### TASK DIRECTIONS:
Pictures aside, quote the whole listing exactly.

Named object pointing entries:
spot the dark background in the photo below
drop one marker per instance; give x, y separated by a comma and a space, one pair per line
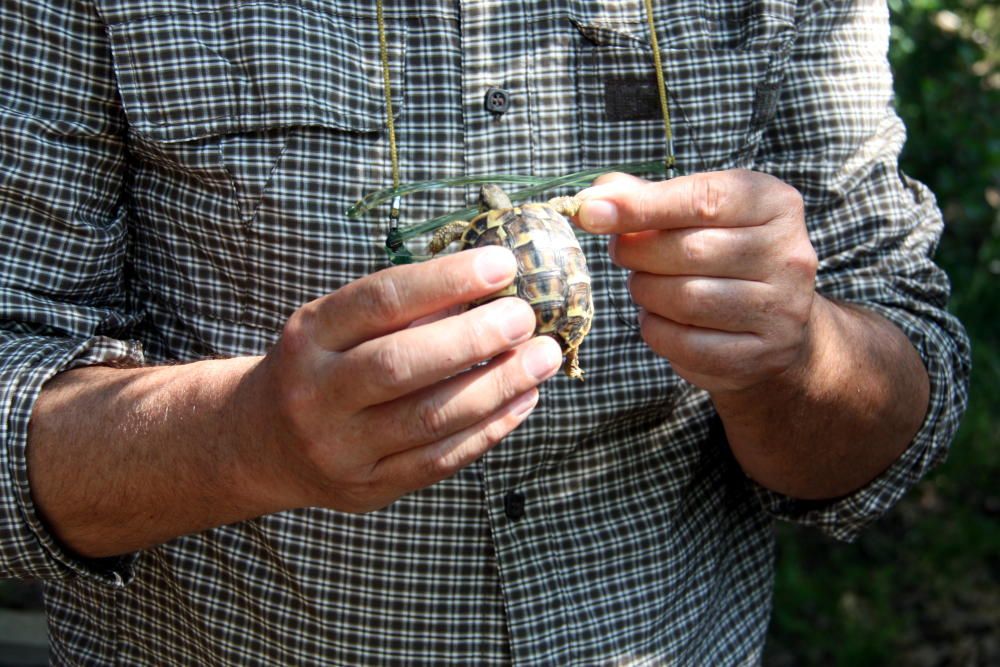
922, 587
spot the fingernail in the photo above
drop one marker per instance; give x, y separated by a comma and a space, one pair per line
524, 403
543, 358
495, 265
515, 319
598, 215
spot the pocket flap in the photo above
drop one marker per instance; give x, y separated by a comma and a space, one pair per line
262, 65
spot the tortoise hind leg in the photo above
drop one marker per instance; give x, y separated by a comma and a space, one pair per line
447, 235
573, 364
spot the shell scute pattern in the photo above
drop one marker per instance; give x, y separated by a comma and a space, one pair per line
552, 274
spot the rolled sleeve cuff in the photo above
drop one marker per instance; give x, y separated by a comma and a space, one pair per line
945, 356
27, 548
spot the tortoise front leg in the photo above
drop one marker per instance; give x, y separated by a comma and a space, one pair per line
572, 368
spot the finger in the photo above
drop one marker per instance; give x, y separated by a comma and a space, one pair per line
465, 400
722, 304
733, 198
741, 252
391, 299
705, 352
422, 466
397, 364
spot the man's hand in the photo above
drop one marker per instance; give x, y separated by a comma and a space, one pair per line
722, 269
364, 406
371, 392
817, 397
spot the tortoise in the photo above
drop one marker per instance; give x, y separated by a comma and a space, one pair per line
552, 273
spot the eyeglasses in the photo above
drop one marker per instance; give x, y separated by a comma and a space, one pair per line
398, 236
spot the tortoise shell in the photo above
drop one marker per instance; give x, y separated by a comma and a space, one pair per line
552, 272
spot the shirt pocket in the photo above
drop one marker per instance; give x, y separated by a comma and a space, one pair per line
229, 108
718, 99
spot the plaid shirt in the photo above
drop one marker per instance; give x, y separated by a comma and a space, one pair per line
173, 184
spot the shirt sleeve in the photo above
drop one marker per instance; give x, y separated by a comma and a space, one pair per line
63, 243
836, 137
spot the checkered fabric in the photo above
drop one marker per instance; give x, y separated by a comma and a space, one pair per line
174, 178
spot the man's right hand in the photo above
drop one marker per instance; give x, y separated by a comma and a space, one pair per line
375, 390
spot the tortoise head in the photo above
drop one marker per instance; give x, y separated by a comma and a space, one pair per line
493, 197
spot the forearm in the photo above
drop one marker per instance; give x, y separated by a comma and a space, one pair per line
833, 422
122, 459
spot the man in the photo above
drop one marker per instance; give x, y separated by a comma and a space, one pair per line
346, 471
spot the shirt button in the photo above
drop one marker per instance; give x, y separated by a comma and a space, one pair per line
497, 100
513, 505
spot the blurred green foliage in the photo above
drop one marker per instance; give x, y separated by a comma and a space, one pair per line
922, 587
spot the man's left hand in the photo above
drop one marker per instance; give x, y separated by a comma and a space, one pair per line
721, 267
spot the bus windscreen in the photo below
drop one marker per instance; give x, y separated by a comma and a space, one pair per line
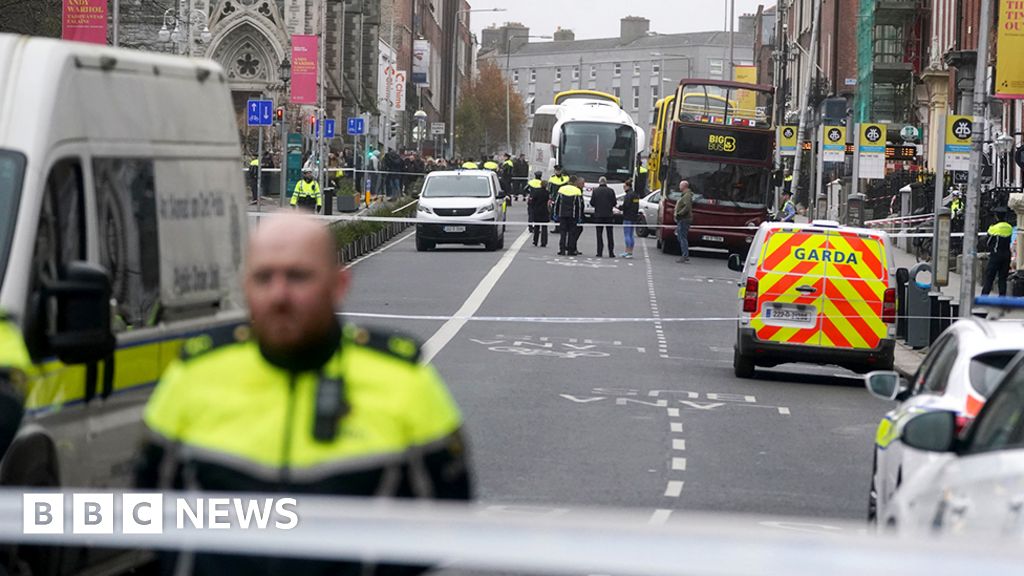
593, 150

### SOLUTION TO THIS PROBLEM:
spot the dark background in the photo below
drop one marker per instance; give x, y separated by a comma and a space, one pair per line
922, 587
spot the fingernail in the photo above
drop one marker per instance; give x, y separated by a comma and a space, one pair per line
524, 403
543, 358
495, 265
515, 319
598, 215
spot the pocket flap in the photo above
drop one marker per instance; give x, y separated by a comma and a space, one pair per line
262, 65
spot the tortoise hind leg in the photo above
drop one marker per instance; give x, y separated by a comma and a space, one pair per line
447, 235
573, 364
spot the shell scute pattern in the photo above
drop one marker per instance; give x, y separated by a comma and a space, one pair per line
552, 274
spot the rolled sleeve cuff in the photo above
drop one marker per instance; give x, y separated by a comma and a space, one pair per line
945, 356
27, 548
spot the tortoise front leg in the photo above
drop one marker per instance; give x, y separated by a comma and a space, one pair per line
572, 368
spot the finger in the photo above
drop one marker per instance; give x, y separated by a comma and a space, one pair per line
465, 400
722, 304
733, 198
741, 252
391, 299
705, 352
422, 466
397, 364
spot the man's hand in the photo above
drop one marker per instance; give x, y separated by a comma and a space, one pair per line
722, 269
364, 406
371, 392
817, 397
spot the tortoise in the photo above
drop one marker per instance; give x, y separated by a comma and a space, one pair per line
552, 273
spot the eyeglasses in the photo above
drop one marker per instance; give x, y separated by a comma and a space, one pair per line
398, 236
spot the tortoise shell in the photo above
drop one marker per instance; give x, y separated by a comma and a space, one pair per line
552, 272
spot the shirt pocket in the photo above
drop one marker per instance; give x, y separated by a comma and a space, one pair per line
229, 108
718, 99
spot the plaid shirt in the photo above
drop one marker per instance; give x, y separated by a comma and a space, one pair per line
173, 184
spot the shirt sleeve in the photo above
drop one marker per instance; give x, y separated by a comma and a space, one pair per line
63, 243
836, 137
spot the checkered fabric in the photo above
drop one marker per instance; give x, y separated by a comma and a space, one pair per line
174, 178
spot the man's right hand in the photo above
drop one marker per instance; give x, y separated by a comma and a space, one pair per line
375, 390
spot the tortoise head in the photo above
drop one marker per instance; give x, y separated by a comma and a space, one pair per line
493, 197
spot the forearm in the photo above
drop one marker per instance; give x, y separated by a comma and a space, one pair per line
833, 422
122, 459
spot the man in the photo above
drop one marker per instance; give x, y separated by a comma and a space, one pair per line
346, 471
spot the shirt button in the photo above
drop one marker per instance; give x, y separated by a comma and a space, one pair per line
497, 100
513, 505
spot the blurred green foliage in the photo above
drop one marker per instance; give x, y separated by a comma and a space, one pair per line
922, 587
spot the man's left hand in the photo above
drop one marker per instance; give x, y separated by a comma and a space, one pair per line
721, 267
spot the bus windscreen in the photo below
drop one marker per instance; give x, y separated by a comma and a space, one pair per line
593, 150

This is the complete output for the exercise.